EXCERPT PROVIDED |
__________

12

IF YOU WERE CEO FOR A DAY

Glassdoor is an online provider of various workforce services, one of which is offering current and former employees a way to rate their organizations. Then others who are considering applying to work at that organization can go online to check ratings and see if that company is a fit.

Raters can remark on the company’s pros and cons, provide advice to management, and then rate categories on a 5-point scale, including career opportunities, compensation and benefits, work/life balance, senior management, culture and values, the company’s CEO, and if they would recommend the company to a friend.

If you were the CEO, you would be advised to monitor your company’s Glassdoor results closely. And the last data piece you should care about is employees’ evaluations of you as their CEO. It’s not that you shouldn’t care what employees think of you, but instead that it’s employees’ opinions about their direct supervisors that most strongly influences their overall work experience as shown in chapter 2. So what Glassdoor would tell you is if you have the right supervisors in place.

In fact, it might be fair to say that Glassdoor results don’t tell us as much about organizations as they do about whether the employee providing the review drew the long or short straw—whether they got a good supervisor or a jerk boss.

So to improve engagement as the CEO, you would need a process, a way to consistently provide metrics and tools for every one of your managers to help them succeed.

Introducing Finnegan’s Arrow

Let’s take the likely bet that you will implement all of the ideas in this book, raise your employees’ engagement levels to the sky, and ultimately earn a promotion to CEO. Your job, then, would include developing a surefire set of processes to consistently improve employee engagement because we know that’s a surefire way to increase productivity and profits. Finnegan’s Arrow provides the way, as seen in Figure 12.1.

FIGURE 12.1 FINNEGAN’S ARROW

image

Finnegan’s Arrow provides a process and a roadmap for improving both engagement and retention in organizations. What distinguishes Finnegan’s Arrow from other ineffective processes is that it is business-driven.

Why is it that we manage sales, service, quality, and safety by putting goals into place, develop carefully scrutinized reports, and ultimately hold people accountable for achieving the right numbers? The answer, of course, is because it works. Management guru Peter Drucker taught us so.

__________

MATERIAL PROVIDED |
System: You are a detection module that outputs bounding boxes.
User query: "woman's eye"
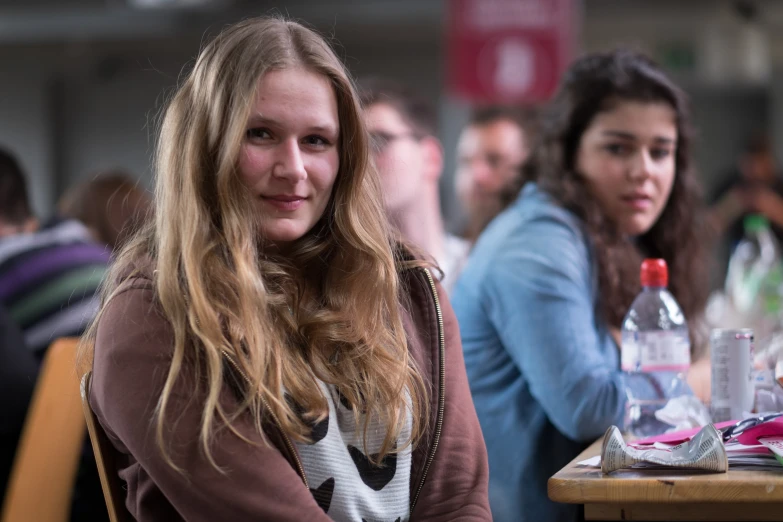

__________

INSTRUCTION 1 | In the excerpt about being CEO for a day, what most strongly shapes employees' overall work experience?
INSTRUCTION 2 | Pick up the excerpt on Finnegan's Arrow and employee engagement right after its last sentence and keep writing it.

RESPONSE 1 | Employees' opinions about their direct supervisors.

RESPONSE 2 |
Yet engagement and retention continue on a dead-end road, paved by one-size-fits-all employee program “solutions.” Finnegan’s Arrow offers a new, highly effective way that works. Here’s how:

image Costs means converting engagement and turnover to dollars so CEOs and CFOs reduce their complacent use of worthless benchmarks. Instead, they are motivated by the harsh news that disengagement and turnover cost real money.

image Goals then direct CEOs to establish targets for engagement and retention, just like they do for sales, service, and other top-5 metrics.

image Stay interviews become the primary tool for leaders to learn specifically how to better engage and retain each member of their teams.

image Forecasts provide leaders with another business-driven solution to predict and in a subtle way commit to how long each employee will stay—and whether they will score in the top box on the next engagement survey.

The final component is ACCOUNTABILITY, followed by arrows back to Goals and Forecasts. Chapter 2 taught us that you are your company’s best tool and best resource for improving engagement, and that the single most important thing you can do is build trust with your team. But today you are CEO, and as the top exec, the absolute most profound step you can take to improve engagement for your organization is to hold each leader accountable for improving their score—and for building engagement with each member of their teams.

The two arrows beneath Accountability reveal the business-driven capacity of Finnegan’s Arrow. Leaders on all levels are accountable for various goals, and they usually adjust to achieve new ones once they know the accountability is real. In this case, accountability for engagement goals and forecasts directly matches the way organizations manage sales. Salespeople are driven by goals, and they forecast future sales, both to alert those above them and to establish short-term goals for themselves. Those who succeed on goals and forecasts win trips to Hawaii, while those who miss sometimes lose their jobs.

Those managers who achieve engagement goals and forecasts likely won’t win trips abroad, but they are the ones who will increase your company’s profits and also make you look good on Glassdoor as your company’s CEO.

You return to your real job, though, once the clock strikes midnight. That job includes raising your employee engagement survey score, and my mission in this book is to give you precise, near-perfect tools to do so, based on indisputable research regarding what really works. Let’s take a summary look:

1. Your employees must trust you first and trust the people you put next to them second.

2. You must build skills to hire applicants who turn on their own engagement switch.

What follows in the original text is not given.